• What is being asked: Print every line of the data word for word.

Entries supplied below:

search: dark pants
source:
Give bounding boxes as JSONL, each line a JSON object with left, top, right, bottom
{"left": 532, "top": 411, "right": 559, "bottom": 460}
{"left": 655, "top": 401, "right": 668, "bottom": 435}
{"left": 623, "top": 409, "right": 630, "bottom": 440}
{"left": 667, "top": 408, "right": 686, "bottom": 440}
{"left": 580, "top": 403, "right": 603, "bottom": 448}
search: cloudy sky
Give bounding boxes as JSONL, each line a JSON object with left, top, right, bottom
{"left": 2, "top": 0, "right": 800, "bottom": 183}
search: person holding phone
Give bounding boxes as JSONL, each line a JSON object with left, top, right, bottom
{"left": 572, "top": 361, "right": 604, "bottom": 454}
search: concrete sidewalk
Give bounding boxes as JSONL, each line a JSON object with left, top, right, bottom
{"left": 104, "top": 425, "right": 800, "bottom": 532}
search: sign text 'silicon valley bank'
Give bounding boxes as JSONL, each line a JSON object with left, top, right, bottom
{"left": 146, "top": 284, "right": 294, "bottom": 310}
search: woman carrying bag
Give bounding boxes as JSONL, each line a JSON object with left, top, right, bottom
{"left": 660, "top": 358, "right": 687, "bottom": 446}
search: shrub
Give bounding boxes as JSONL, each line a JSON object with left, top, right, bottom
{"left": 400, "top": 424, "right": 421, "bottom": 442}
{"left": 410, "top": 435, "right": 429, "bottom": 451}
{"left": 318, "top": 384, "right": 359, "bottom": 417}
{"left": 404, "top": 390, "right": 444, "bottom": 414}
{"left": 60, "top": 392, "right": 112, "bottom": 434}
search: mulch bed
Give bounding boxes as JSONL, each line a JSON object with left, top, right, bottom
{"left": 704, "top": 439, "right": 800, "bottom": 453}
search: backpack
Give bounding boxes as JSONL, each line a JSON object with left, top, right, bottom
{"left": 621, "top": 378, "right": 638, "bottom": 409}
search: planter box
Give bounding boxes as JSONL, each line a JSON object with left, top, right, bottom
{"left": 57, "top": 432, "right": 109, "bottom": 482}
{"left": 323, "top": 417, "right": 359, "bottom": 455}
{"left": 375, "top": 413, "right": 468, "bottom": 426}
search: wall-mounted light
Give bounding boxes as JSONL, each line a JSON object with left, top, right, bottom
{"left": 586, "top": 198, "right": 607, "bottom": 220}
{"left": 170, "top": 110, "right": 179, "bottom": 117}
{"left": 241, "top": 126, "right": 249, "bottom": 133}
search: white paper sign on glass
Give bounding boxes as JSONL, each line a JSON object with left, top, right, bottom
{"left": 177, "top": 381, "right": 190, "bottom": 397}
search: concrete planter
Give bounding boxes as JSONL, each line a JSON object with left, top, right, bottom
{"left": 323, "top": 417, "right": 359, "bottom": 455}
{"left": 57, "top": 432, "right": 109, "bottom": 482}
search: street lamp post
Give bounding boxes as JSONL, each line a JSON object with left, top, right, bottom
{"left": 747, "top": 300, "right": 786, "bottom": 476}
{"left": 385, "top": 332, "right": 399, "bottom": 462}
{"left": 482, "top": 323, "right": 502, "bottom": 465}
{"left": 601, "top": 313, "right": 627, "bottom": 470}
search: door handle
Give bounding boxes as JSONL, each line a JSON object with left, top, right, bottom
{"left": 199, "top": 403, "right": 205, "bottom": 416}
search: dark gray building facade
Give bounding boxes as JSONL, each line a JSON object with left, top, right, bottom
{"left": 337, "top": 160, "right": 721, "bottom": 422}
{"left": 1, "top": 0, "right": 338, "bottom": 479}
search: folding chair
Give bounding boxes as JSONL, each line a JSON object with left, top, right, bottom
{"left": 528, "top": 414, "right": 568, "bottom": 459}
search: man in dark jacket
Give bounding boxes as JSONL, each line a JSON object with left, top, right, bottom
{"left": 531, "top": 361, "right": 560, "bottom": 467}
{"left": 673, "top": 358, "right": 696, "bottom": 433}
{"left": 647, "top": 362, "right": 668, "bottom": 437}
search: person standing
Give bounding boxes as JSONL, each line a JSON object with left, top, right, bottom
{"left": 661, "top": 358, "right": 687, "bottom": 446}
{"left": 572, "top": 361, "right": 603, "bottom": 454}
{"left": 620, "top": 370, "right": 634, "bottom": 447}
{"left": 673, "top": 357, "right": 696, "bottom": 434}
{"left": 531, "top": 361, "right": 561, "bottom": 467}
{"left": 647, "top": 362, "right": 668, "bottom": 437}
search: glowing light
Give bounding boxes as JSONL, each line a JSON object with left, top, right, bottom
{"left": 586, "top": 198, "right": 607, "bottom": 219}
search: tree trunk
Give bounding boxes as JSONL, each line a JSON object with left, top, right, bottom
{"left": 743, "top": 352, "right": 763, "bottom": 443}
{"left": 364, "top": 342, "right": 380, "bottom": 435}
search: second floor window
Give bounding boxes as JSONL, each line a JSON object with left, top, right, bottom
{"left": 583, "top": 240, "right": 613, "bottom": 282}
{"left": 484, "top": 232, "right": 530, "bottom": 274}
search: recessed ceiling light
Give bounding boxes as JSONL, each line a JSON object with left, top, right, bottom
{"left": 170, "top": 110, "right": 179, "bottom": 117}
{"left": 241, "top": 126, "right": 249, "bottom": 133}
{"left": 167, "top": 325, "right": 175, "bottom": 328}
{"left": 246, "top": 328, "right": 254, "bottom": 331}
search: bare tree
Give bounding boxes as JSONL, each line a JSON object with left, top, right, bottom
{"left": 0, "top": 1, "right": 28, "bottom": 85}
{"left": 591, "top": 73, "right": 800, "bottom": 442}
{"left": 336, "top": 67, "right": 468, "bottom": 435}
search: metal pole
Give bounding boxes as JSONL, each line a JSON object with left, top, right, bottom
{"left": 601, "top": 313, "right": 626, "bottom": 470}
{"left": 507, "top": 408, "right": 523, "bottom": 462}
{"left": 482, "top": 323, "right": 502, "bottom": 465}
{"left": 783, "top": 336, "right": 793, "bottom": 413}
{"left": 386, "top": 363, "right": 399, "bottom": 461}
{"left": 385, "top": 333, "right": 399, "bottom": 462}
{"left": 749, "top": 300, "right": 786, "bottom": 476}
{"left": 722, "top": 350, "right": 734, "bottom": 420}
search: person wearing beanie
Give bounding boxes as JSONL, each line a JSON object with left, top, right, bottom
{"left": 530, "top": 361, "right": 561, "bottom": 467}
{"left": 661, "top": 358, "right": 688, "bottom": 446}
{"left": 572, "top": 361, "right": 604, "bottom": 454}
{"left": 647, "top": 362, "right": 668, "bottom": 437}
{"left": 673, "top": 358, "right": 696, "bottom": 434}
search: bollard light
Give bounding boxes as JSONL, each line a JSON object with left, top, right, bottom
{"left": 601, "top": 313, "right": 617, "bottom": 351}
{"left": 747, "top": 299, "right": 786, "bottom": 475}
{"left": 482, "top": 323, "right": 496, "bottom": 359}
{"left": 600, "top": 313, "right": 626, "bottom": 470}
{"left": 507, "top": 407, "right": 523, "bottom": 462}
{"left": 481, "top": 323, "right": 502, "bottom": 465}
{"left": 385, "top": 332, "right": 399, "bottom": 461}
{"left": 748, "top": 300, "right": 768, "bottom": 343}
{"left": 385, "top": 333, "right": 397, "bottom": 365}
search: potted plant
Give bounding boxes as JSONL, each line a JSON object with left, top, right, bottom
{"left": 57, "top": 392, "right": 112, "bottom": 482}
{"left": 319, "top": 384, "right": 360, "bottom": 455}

End of Entries supplied.

• Answer area:
search: dark pants
source:
Give bounding boxes as JSONL, each line a JSON object with left, top, right, bottom
{"left": 532, "top": 411, "right": 559, "bottom": 460}
{"left": 655, "top": 401, "right": 668, "bottom": 435}
{"left": 623, "top": 409, "right": 630, "bottom": 440}
{"left": 667, "top": 408, "right": 686, "bottom": 440}
{"left": 580, "top": 403, "right": 603, "bottom": 448}
search: cloudy sky
Give bounding boxes as JSONL, each line a JSON object with left, top, right, bottom
{"left": 2, "top": 0, "right": 800, "bottom": 183}
search: person holding phone
Give bounding boxes as JSONL, each line a JSON object with left, top, right, bottom
{"left": 572, "top": 361, "right": 604, "bottom": 454}
search: concrete sidewalk
Give bounding boxes as JSONL, each line a JSON object with left, top, right, bottom
{"left": 104, "top": 425, "right": 800, "bottom": 532}
search: sign text 'silicon valley bank'
Give bounding boxes as JSONL, each line a JSON object with left, top, right, bottom
{"left": 146, "top": 284, "right": 294, "bottom": 310}
search: woman carrying bag
Give bounding boxes as JSONL, each line a JSON object with left, top, right, bottom
{"left": 660, "top": 358, "right": 687, "bottom": 446}
search: shrub
Give bounding boxes as JSONL, each line a JSON object with left, top, right, bottom
{"left": 400, "top": 424, "right": 421, "bottom": 442}
{"left": 410, "top": 435, "right": 429, "bottom": 451}
{"left": 318, "top": 384, "right": 359, "bottom": 417}
{"left": 404, "top": 390, "right": 444, "bottom": 414}
{"left": 60, "top": 392, "right": 112, "bottom": 434}
search: mulch bed
Give bounding boxes as JSONL, each line a JSON object with left, top, right, bottom
{"left": 704, "top": 439, "right": 800, "bottom": 453}
search: backpack
Give bounding boxes as JSONL, each line a JSON object with left, top, right, bottom
{"left": 621, "top": 378, "right": 638, "bottom": 409}
search: planter box
Give bounding boxes as JSONL, each line a JSON object with left, top, right, bottom
{"left": 57, "top": 432, "right": 109, "bottom": 482}
{"left": 323, "top": 417, "right": 359, "bottom": 455}
{"left": 375, "top": 413, "right": 468, "bottom": 426}
search: wall-mounted light
Give bounding boxes as JSONL, each line a JSON object with left, top, right, bottom
{"left": 586, "top": 198, "right": 607, "bottom": 220}
{"left": 170, "top": 110, "right": 179, "bottom": 117}
{"left": 241, "top": 126, "right": 249, "bottom": 133}
search: white paper sign on glass
Give bounding boxes as JSONL, each line a JSON object with left, top, right, bottom
{"left": 177, "top": 381, "right": 190, "bottom": 397}
search: concrete planter
Give bounding boxes as JSONL, each line a JSON object with left, top, right, bottom
{"left": 323, "top": 417, "right": 359, "bottom": 455}
{"left": 57, "top": 432, "right": 109, "bottom": 482}
search: street lamp post
Give bounding boxes as JSONL, each line a JSON object with left, top, right, bottom
{"left": 747, "top": 300, "right": 786, "bottom": 476}
{"left": 385, "top": 332, "right": 399, "bottom": 462}
{"left": 482, "top": 323, "right": 502, "bottom": 465}
{"left": 601, "top": 313, "right": 627, "bottom": 470}
search: door handle
Give bounding boxes as JSONL, each line a JSON object with left, top, right, bottom
{"left": 199, "top": 403, "right": 205, "bottom": 416}
search: dark gray building facade
Give bounding boxes as JSONL, each line a JSON object with left, top, right, bottom
{"left": 337, "top": 160, "right": 721, "bottom": 422}
{"left": 1, "top": 0, "right": 338, "bottom": 479}
search: folding chair
Give bounding boxes as JSONL, each line a JSON object with left, top, right, bottom
{"left": 528, "top": 414, "right": 568, "bottom": 459}
search: man in dark jacket
Give bounding boxes as JSONL, each line a JSON object with left, top, right, bottom
{"left": 531, "top": 361, "right": 560, "bottom": 467}
{"left": 673, "top": 358, "right": 696, "bottom": 433}
{"left": 647, "top": 362, "right": 668, "bottom": 437}
search: person standing
Give bounding boxes as JSONL, each line a JSON object with left, top, right, bottom
{"left": 661, "top": 358, "right": 687, "bottom": 446}
{"left": 572, "top": 361, "right": 603, "bottom": 454}
{"left": 620, "top": 370, "right": 634, "bottom": 447}
{"left": 673, "top": 357, "right": 696, "bottom": 434}
{"left": 531, "top": 361, "right": 561, "bottom": 467}
{"left": 647, "top": 362, "right": 668, "bottom": 437}
search: glowing light
Give bounding boxes as JSONL, each line a JSON object with left, top, right, bottom
{"left": 586, "top": 198, "right": 607, "bottom": 219}
search: tree trunk
Give bounding boxes as JSONL, each line a JSON object with left, top, right, bottom
{"left": 743, "top": 352, "right": 763, "bottom": 443}
{"left": 364, "top": 342, "right": 380, "bottom": 435}
search: second floor window
Give bounding boxes as JSONL, each line a JSON object with left, top, right, bottom
{"left": 583, "top": 240, "right": 613, "bottom": 282}
{"left": 484, "top": 232, "right": 530, "bottom": 274}
search: recessed ceiling light
Give bounding boxes as JSONL, each line a JSON object with left, top, right, bottom
{"left": 170, "top": 110, "right": 179, "bottom": 117}
{"left": 241, "top": 126, "right": 249, "bottom": 133}
{"left": 167, "top": 325, "right": 175, "bottom": 328}
{"left": 246, "top": 328, "right": 254, "bottom": 331}
search: bare tree
Give bounding boxes as JSONL, each line a JSON object with left, top, right, bottom
{"left": 0, "top": 1, "right": 28, "bottom": 85}
{"left": 591, "top": 73, "right": 800, "bottom": 442}
{"left": 336, "top": 67, "right": 468, "bottom": 435}
search: metal pole
Give bounding boxes as JSONL, each line a JSON object with left, top, right, bottom
{"left": 601, "top": 313, "right": 626, "bottom": 470}
{"left": 507, "top": 408, "right": 523, "bottom": 462}
{"left": 482, "top": 323, "right": 502, "bottom": 465}
{"left": 783, "top": 336, "right": 793, "bottom": 413}
{"left": 386, "top": 363, "right": 399, "bottom": 461}
{"left": 385, "top": 333, "right": 399, "bottom": 462}
{"left": 749, "top": 300, "right": 786, "bottom": 476}
{"left": 722, "top": 350, "right": 734, "bottom": 420}
search: person wearing beanie
Give bounding boxes as JSONL, each line a JSON object with left, top, right, bottom
{"left": 530, "top": 361, "right": 561, "bottom": 467}
{"left": 661, "top": 358, "right": 688, "bottom": 446}
{"left": 572, "top": 361, "right": 604, "bottom": 454}
{"left": 647, "top": 362, "right": 668, "bottom": 437}
{"left": 673, "top": 358, "right": 696, "bottom": 434}
search: bollard light
Give bounding boxes as JSONL, each line a JSON object with left, top, right, bottom
{"left": 601, "top": 313, "right": 617, "bottom": 351}
{"left": 747, "top": 299, "right": 786, "bottom": 475}
{"left": 482, "top": 323, "right": 496, "bottom": 359}
{"left": 600, "top": 313, "right": 626, "bottom": 470}
{"left": 507, "top": 407, "right": 523, "bottom": 462}
{"left": 481, "top": 323, "right": 502, "bottom": 465}
{"left": 385, "top": 332, "right": 399, "bottom": 461}
{"left": 748, "top": 300, "right": 768, "bottom": 343}
{"left": 385, "top": 333, "right": 397, "bottom": 365}
search: potted plant
Give bounding boxes as JSONL, each line a JSON object with left, top, right, bottom
{"left": 57, "top": 392, "right": 112, "bottom": 482}
{"left": 319, "top": 384, "right": 360, "bottom": 455}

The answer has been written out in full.